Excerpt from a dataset
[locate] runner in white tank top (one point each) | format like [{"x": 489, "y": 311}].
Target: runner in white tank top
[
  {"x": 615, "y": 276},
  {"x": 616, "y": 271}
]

REQUEST
Write out the entries above word for word, keeping every line unchanged.

THE REPLY
[locate] runner in white tank top (one point each) | format like [{"x": 489, "y": 311}].
Target: runner in white tank top
[
  {"x": 615, "y": 276},
  {"x": 616, "y": 271}
]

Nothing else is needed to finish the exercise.